**What needs to be done:** Beginning at the line that contains "of the wave" and ending at the last line of the entries, write out each line exactly; include nothing outside that span.

**Data entries:**
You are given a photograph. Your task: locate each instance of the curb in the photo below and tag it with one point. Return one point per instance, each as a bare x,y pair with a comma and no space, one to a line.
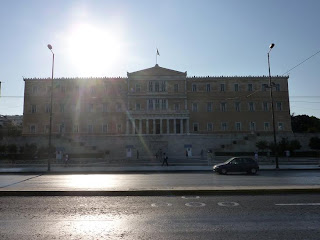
160,192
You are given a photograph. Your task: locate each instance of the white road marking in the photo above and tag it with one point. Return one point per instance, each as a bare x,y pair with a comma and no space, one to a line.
195,204
190,197
297,204
228,204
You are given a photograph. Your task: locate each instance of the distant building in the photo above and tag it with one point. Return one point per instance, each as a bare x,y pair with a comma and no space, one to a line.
156,103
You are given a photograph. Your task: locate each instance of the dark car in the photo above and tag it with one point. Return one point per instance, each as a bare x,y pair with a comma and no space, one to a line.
237,164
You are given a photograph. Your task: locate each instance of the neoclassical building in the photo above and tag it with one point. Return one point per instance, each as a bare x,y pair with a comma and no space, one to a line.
156,105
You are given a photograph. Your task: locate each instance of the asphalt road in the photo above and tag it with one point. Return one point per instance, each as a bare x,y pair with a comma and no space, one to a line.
171,217
153,181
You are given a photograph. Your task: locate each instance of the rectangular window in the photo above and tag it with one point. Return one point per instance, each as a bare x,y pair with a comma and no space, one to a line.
105,128
138,88
157,104
251,107
208,87
150,86
33,108
252,126
209,107
265,106
176,88
223,107
195,127
32,128
194,107
238,126
163,104
90,128
150,104
194,87
75,128
279,106
237,106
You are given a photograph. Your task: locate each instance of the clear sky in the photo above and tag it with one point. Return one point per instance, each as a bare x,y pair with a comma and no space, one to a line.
205,38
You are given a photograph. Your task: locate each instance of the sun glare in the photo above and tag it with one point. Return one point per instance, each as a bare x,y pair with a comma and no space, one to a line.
93,49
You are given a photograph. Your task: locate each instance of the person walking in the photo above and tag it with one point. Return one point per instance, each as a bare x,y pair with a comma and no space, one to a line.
165,159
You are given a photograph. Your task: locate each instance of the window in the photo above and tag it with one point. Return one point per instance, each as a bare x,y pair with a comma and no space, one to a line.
75,128
264,87
195,127
62,107
208,87
237,106
104,128
138,88
279,106
163,104
176,88
157,104
90,128
194,107
118,107
33,108
238,126
280,126
150,104
32,128
265,106
251,107
223,107
252,126
104,107
209,107
224,126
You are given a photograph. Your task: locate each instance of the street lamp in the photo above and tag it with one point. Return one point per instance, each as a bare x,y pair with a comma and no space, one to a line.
50,122
272,109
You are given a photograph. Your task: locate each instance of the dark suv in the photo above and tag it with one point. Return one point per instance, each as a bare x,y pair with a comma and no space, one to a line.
237,164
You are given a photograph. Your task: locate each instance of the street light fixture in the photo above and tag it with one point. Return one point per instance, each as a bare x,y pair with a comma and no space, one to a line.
50,122
272,109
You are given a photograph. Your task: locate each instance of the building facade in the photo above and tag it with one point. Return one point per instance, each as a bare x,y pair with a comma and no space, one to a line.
155,103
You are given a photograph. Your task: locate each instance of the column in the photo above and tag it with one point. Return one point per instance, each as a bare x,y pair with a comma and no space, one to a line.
127,127
187,125
147,126
140,126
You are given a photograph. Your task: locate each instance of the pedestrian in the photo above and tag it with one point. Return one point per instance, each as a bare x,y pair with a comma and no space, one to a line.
165,159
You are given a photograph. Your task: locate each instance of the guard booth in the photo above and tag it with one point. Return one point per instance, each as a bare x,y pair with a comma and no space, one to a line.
129,150
188,148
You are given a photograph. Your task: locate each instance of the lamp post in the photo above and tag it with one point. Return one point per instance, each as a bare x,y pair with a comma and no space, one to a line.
50,121
272,109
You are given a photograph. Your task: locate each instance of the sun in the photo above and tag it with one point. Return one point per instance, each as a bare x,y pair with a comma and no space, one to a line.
92,49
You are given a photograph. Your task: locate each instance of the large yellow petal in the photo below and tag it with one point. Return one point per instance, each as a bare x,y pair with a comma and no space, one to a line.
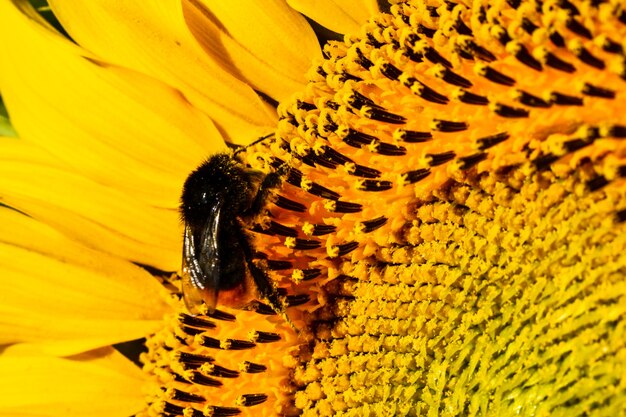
341,16
101,217
61,298
117,126
152,37
269,44
107,385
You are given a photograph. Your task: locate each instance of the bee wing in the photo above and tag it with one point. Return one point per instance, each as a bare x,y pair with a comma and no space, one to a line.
201,267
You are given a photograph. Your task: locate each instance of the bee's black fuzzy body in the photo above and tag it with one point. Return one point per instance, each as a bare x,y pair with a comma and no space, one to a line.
218,198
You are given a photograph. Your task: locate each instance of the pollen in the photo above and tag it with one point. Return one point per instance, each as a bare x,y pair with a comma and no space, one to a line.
455,195
221,364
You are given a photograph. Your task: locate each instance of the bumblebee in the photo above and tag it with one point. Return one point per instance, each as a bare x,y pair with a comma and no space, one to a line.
218,198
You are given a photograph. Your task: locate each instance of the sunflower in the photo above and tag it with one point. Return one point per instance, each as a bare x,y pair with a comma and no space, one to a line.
448,238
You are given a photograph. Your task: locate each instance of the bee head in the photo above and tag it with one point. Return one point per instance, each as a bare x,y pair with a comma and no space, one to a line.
219,180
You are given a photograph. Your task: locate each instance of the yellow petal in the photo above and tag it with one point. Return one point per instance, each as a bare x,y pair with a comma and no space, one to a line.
101,217
270,45
63,298
152,37
115,125
341,16
105,386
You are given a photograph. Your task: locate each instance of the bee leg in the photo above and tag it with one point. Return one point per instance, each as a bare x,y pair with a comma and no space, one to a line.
271,181
267,291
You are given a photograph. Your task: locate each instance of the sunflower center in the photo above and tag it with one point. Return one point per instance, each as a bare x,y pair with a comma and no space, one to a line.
450,230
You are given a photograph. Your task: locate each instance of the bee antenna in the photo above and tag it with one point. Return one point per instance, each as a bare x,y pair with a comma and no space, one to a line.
240,148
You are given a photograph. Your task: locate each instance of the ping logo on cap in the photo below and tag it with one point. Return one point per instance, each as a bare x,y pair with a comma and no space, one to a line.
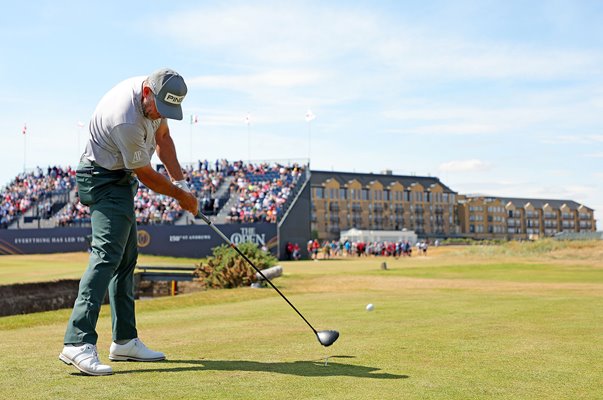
173,99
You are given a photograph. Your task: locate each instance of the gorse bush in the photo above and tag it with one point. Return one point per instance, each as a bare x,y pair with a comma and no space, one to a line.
227,269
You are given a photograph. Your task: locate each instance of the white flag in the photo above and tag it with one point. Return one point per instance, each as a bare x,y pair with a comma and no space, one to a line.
310,115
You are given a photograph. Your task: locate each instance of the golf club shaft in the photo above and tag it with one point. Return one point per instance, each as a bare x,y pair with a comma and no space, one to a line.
231,244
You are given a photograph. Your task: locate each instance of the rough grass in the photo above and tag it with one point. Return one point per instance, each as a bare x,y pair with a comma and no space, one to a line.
499,326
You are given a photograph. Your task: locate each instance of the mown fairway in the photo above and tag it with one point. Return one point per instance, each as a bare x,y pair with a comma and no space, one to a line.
518,321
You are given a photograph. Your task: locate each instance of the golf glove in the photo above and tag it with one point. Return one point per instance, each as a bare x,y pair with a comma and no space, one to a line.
183,185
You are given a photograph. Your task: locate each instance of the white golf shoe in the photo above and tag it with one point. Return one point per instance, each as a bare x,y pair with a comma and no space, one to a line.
134,350
84,358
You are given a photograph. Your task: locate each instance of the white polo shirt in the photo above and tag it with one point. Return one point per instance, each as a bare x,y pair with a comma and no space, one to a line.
120,136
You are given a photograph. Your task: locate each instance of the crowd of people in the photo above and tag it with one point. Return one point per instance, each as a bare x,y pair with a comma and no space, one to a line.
33,188
263,190
347,248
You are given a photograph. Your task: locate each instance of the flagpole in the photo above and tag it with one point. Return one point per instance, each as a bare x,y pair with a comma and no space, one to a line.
248,121
309,117
24,147
309,139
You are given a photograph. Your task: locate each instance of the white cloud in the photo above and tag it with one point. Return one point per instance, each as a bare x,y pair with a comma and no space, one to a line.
473,165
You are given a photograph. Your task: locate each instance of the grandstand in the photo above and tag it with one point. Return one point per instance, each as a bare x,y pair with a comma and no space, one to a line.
253,192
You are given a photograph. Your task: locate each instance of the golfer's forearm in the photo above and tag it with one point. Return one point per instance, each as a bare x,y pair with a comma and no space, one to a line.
166,151
158,183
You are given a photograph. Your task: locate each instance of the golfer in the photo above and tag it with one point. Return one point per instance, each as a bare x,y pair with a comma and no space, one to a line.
127,127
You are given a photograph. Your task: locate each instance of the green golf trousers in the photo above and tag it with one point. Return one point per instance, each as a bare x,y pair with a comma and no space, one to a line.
110,195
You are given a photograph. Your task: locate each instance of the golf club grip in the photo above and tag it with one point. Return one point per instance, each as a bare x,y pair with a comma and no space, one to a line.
231,244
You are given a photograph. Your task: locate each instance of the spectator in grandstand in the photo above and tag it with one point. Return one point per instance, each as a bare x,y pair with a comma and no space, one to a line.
127,127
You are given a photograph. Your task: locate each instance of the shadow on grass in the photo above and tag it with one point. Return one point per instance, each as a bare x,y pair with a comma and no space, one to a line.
299,368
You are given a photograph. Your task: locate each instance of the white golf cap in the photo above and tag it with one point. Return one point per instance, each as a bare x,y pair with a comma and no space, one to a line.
169,90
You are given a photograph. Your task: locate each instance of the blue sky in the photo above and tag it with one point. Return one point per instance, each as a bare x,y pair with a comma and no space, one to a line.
495,97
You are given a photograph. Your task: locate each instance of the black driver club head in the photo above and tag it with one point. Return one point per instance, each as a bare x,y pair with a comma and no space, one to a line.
327,338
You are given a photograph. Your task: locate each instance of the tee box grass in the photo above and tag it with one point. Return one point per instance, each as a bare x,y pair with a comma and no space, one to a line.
506,322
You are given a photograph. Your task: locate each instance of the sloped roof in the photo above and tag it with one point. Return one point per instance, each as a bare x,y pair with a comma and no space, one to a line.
319,177
540,203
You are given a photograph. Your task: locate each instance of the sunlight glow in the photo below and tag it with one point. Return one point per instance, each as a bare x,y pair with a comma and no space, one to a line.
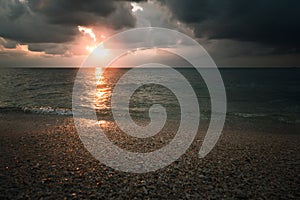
88,31
136,7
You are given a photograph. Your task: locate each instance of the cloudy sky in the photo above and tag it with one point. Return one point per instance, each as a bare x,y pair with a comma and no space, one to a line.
234,32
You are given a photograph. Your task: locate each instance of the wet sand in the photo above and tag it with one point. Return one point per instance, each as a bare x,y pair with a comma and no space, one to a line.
42,157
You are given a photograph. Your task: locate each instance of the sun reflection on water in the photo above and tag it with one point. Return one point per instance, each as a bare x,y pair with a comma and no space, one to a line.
103,91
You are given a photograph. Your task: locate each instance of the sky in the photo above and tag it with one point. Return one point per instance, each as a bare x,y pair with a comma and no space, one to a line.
235,33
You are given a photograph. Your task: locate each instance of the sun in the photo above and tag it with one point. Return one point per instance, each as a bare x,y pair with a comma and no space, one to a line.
91,44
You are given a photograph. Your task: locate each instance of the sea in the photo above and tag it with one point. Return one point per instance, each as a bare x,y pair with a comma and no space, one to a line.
251,92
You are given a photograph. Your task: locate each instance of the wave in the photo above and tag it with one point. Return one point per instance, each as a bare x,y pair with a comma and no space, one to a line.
46,110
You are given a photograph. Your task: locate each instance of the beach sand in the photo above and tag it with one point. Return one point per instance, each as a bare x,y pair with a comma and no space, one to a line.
42,157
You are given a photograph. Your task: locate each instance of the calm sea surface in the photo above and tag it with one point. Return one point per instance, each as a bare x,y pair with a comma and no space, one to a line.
251,93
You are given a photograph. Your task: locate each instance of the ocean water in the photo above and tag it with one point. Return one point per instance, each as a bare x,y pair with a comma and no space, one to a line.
251,92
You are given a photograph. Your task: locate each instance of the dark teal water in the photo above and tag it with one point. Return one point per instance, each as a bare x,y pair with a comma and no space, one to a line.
256,92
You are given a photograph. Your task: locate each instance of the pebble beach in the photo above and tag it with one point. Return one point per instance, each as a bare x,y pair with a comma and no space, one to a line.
42,157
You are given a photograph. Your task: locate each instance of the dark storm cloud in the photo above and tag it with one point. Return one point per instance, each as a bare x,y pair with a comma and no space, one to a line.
56,20
268,22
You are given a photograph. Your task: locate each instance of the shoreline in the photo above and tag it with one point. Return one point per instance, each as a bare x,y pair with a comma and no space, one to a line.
43,157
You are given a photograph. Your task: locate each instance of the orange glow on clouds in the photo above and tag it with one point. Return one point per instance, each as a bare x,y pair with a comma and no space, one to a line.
88,31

**Expected answer:**
You are given a photograph. Your task: locate each instance of the wave in the photo above and tag it with one point. Return one point per instance, each as a bare x,y pair with a comma and no space, one to a line.
46,110
You are given a photograph. Your task: locate each instance of the beach sand in the photo above and tag it with one point. Return one point per instance, each as a bare x,y pair with a comma and no space, one to a line.
42,157
You are given a photograph. Your task: locate each instance of the calm sea surface in the photo above and tag it with one point. Return one point per instance, each as a bare x,y pair with a comma and no space, one to a line.
251,93
You are given a photograph. Your task: locate each instance of the ocean water in the photo above and tag it with one point. Return one point per instance, each as a bare x,y pair with a comma and no space, one to a line.
251,92
You are given a photograph. Your task: locate each instance of the dark teal water in the photo above and tag it with one point. Return one point per instance, each as a bare x,y pair with a comma and no space, one to a line.
256,92
You are given a photograph. Your task: locate each instance of the pebble beach in the photo above and tag it with one point. Return one point per instance, each as a bare x,y pair with a comma and no space, one to a line.
42,157
You are given a photograph. Your task: locate each instance of the dark storm cloud in the photo above and tag it with one point. Return one point per instance, each as a bare x,y pair with a comma and no space, one to a line.
56,20
268,22
You are given a photograph. Your task: locate each instance of the shoreline in the photo above and tag it with one point. Return one point per instance, each as a bare x,y pair with a comma and no space, one to a line.
43,157
You are given a photograph. Your task: locate each instance of the orange glow on clouds in the photo above and tag it with one point. Return one point per instance, each as a bare x,y pair with a comma and no space, one to a line.
88,31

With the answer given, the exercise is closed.